- [BRIEF A]:
Reproduce verbatim the part of the listing that opens with its first line and closes with the line containing "204,89,328,206", including both ends.

- [PASSAGE GIVEN]:
Five questions from
charlottecooper
Nov. 10th, 2006 10:43 am![[personal profile]](https://www.dreamwidth.org/img/silk/identity/user.png)
1. What is it that appeals to you about the being a writer?
I have a strong sense of vocation about writing fiction and poetry. I've done it since I was very young (under ten), and doing it well -- wrestling through problems, not slacking, staying with it when it's hard (including when external circumstances make it hard, with all sorts of breaks for pleasure and distraction and other priorities and general human messiness) -- gives me experiences of excitement, satisfaction, release, completeness and appetite for the next project. It's even better than scratching an itch, and it's powerful. For the purposes of this book, for instance, I love needing to look at spiders and really note their behavior when they show up around me (I feel guilty when I ignore them), and I both love and dread reading intense old Calvinist theology. One thing I love about that is how the biggest questions in life -- how to think about death, how to make choices (and whether that's possible and what the gradations of will are), how to form judgments, the role of the emotions -- are given this enormous centrality and weight, fitting in a scheme of the sacred that is both highly familiar to me and utterly dangerous. So that's about writing in that it's a discipline for going into things that scare me and making something of them, always with the insistence on the importance of stained linen shifts and venison pie and bee balm -- on the way things smell and taste and the force and mystery of every day life. I mean, right now, I've got my hands in records of lives and thinking that are deeply esteemed and honored in some circles and highly scorned in others, and I can only make sense of this if I can make the sweet human sloppiness of it all live in a convincing way.

- [DATA SUPPLIED]:

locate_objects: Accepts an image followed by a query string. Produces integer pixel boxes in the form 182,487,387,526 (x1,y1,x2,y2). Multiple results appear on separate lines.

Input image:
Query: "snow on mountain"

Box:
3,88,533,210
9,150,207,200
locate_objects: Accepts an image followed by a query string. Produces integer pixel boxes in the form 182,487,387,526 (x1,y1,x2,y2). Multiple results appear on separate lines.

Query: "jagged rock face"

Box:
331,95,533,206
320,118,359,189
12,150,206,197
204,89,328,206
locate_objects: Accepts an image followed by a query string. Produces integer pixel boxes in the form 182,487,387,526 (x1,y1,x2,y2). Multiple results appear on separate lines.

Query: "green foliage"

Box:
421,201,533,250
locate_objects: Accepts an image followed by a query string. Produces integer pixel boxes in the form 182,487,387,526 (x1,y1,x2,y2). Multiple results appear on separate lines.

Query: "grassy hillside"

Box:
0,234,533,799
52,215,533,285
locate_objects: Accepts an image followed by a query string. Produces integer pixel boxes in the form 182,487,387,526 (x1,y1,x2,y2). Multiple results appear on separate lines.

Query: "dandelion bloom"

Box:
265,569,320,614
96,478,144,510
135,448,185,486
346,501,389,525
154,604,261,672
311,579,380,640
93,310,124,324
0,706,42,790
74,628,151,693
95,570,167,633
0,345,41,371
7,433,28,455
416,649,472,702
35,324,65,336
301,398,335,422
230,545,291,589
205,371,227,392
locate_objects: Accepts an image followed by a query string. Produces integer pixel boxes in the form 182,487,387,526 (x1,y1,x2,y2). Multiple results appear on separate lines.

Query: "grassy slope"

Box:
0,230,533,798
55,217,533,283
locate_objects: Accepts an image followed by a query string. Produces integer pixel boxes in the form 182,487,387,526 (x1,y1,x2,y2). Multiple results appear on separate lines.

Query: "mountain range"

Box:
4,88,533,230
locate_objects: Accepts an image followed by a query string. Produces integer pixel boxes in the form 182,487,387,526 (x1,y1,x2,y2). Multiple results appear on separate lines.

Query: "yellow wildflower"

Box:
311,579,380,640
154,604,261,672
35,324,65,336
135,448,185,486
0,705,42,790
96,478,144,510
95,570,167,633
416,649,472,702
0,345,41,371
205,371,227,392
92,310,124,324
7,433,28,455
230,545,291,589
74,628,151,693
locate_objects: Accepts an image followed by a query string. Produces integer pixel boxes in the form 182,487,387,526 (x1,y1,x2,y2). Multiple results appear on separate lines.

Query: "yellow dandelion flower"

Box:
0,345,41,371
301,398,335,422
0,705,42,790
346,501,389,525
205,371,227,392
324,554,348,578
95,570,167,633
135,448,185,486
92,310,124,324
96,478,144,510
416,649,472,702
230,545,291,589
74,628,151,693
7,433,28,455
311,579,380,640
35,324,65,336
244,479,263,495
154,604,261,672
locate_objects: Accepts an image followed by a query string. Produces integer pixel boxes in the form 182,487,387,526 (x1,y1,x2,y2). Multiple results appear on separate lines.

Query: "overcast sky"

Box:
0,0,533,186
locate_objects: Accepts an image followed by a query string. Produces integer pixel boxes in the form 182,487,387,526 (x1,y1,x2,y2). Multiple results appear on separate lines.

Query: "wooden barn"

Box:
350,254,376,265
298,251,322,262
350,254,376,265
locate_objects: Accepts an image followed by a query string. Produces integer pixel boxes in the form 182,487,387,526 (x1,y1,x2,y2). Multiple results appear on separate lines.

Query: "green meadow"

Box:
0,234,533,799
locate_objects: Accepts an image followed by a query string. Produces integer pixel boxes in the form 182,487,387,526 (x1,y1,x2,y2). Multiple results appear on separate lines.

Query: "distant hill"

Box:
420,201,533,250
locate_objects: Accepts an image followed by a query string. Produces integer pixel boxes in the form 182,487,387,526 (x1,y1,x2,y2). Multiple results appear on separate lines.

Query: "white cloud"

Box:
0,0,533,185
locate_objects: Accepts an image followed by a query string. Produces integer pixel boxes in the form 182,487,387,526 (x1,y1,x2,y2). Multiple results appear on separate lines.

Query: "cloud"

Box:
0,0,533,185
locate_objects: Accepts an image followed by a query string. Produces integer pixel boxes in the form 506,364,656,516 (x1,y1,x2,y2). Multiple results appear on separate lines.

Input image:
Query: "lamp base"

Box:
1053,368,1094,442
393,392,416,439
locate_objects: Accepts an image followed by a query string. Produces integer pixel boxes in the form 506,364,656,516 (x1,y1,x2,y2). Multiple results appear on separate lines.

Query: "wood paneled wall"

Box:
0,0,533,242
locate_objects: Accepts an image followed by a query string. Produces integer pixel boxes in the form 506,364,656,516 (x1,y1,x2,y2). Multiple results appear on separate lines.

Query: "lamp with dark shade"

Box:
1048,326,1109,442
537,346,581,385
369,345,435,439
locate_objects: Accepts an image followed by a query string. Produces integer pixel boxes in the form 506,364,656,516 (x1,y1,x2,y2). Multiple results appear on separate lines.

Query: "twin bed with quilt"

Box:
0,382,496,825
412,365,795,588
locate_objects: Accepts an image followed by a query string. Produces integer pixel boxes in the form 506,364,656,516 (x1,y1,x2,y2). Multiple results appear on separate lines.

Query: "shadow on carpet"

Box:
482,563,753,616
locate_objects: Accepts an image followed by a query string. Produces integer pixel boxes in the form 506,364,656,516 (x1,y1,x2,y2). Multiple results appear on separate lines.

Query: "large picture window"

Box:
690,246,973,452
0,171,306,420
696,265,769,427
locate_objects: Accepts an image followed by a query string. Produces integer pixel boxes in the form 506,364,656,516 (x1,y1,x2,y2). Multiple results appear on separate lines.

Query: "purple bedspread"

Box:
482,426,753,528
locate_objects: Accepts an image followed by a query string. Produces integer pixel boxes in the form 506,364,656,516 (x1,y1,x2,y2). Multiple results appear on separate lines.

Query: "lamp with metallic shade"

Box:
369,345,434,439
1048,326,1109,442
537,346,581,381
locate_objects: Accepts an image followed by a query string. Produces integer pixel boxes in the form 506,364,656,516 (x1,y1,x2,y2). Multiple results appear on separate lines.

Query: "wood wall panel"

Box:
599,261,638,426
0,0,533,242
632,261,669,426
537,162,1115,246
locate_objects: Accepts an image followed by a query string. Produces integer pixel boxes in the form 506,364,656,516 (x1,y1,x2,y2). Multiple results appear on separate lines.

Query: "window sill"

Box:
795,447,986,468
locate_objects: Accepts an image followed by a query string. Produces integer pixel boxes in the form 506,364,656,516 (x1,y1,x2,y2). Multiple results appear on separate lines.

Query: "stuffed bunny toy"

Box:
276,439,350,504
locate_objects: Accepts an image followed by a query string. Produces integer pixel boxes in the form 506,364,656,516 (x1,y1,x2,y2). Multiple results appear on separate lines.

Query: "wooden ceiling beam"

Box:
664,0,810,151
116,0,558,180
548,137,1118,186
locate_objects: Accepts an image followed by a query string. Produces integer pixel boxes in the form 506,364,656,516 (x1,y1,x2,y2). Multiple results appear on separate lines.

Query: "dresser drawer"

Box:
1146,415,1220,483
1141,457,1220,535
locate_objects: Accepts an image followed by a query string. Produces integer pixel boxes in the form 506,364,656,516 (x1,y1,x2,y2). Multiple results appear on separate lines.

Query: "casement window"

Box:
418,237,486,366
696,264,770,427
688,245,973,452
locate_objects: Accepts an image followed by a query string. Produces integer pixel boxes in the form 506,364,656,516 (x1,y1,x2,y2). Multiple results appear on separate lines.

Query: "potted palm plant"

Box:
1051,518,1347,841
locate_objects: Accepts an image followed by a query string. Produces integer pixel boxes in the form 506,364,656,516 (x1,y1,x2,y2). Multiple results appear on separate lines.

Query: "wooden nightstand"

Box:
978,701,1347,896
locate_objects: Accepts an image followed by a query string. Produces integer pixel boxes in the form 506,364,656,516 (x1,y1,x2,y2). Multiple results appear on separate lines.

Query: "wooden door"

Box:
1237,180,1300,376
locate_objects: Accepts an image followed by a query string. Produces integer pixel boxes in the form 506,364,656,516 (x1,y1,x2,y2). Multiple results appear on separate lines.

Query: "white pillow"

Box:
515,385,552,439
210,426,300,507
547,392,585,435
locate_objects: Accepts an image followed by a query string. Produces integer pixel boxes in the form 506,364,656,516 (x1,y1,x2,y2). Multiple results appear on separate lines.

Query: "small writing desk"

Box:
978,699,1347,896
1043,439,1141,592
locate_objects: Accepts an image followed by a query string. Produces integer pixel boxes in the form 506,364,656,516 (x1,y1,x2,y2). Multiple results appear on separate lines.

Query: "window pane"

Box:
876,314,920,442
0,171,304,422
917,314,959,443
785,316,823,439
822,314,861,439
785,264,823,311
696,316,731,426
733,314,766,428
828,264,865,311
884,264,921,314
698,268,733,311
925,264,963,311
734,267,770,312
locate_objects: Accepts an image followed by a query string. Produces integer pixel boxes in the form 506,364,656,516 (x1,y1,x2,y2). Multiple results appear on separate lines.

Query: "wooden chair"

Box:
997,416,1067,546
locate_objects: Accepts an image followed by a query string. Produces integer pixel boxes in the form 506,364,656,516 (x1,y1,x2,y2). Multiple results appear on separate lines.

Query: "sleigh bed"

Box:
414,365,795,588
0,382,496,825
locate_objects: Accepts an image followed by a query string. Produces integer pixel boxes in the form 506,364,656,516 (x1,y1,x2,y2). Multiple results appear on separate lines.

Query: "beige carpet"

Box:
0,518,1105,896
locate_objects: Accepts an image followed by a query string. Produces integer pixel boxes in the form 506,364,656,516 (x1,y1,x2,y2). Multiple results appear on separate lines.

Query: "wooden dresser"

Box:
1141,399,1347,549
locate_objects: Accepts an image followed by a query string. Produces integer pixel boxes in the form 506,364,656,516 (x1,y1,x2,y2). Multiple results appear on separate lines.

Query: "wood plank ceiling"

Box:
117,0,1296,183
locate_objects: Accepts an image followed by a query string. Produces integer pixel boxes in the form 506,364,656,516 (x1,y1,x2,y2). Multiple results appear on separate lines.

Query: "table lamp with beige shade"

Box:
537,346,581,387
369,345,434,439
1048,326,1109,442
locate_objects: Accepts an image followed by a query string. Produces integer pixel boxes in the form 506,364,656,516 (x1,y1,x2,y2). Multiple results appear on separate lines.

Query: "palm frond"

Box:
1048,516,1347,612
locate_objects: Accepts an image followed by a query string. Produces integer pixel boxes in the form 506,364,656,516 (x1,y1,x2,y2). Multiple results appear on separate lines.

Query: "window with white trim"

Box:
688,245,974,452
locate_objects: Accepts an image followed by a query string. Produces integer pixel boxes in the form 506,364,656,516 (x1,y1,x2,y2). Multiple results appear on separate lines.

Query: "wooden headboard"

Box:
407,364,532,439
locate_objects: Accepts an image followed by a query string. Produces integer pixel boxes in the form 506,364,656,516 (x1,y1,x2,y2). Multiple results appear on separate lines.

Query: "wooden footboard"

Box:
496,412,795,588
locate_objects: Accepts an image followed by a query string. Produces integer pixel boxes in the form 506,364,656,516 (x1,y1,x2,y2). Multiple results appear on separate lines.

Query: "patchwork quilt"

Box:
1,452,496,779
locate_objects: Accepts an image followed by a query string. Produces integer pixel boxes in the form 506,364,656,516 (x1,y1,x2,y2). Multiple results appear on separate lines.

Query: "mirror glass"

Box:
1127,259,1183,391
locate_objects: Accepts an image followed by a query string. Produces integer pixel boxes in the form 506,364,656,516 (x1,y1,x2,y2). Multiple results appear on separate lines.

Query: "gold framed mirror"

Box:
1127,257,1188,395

- [BRIEF B]:
Answer from the passage on writing:
(i) Since what age has the writer been writing?
(ii) Which creatures does the writer need to observe for this book?
(iii) What kind of theology does the writer both love and dread reading?

- [FULL SOLUTION A]:
locate_objects: Accepts an image followed by a query string. Produces integer pixel boxes in the form 182,487,387,526 (x1,y1,x2,y2). Multiple results appear on separate lines.

Input image:
Query: "snow on mountain"

Box:
3,88,533,210
9,150,207,200
locate_objects: Accepts an image followed by a query string. Produces integer pixel boxes in the form 182,487,387,526 (x1,y1,x2,y2). Multiple results appear on separate lines.

Query: "jagged rock face"

Box:
331,95,533,206
320,118,359,189
12,150,206,197
204,89,328,206

- [FULL SOLUTION B]:
(i) Since under ten.
(ii) Spiders.
(iii) Intense old Calvinist theology.